Copy out every line of the rows below that contains the word "like", leaving out all other lines.
-- START --
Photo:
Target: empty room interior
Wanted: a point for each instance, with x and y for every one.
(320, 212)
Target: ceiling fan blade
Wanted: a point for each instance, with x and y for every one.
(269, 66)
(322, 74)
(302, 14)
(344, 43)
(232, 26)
-- END --
-- START --
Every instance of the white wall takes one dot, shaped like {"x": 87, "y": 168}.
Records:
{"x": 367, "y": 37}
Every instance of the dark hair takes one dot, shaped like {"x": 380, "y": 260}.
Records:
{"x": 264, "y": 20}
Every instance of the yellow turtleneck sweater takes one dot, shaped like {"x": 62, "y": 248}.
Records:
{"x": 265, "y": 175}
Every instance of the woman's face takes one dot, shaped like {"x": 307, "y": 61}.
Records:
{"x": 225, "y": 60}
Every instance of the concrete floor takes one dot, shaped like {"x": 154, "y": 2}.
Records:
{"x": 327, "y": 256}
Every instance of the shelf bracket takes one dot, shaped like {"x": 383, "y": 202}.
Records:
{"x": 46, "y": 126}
-- END --
Solution for this exercise:
Every instance of the white wall takes one dot, shaped like {"x": 87, "y": 168}.
Every instance of the dark hair takes one dot, shaped like {"x": 380, "y": 260}.
Every instance of the yellow turtleneck sweater takes one dot, shaped like {"x": 62, "y": 248}.
Every instance of the woman's face takes one dot, shaped like {"x": 307, "y": 61}.
Every instance of the concrete floor takes one dot, shaped like {"x": 154, "y": 2}.
Every instance of the shelf bracket takes one dot, shaped like {"x": 383, "y": 202}.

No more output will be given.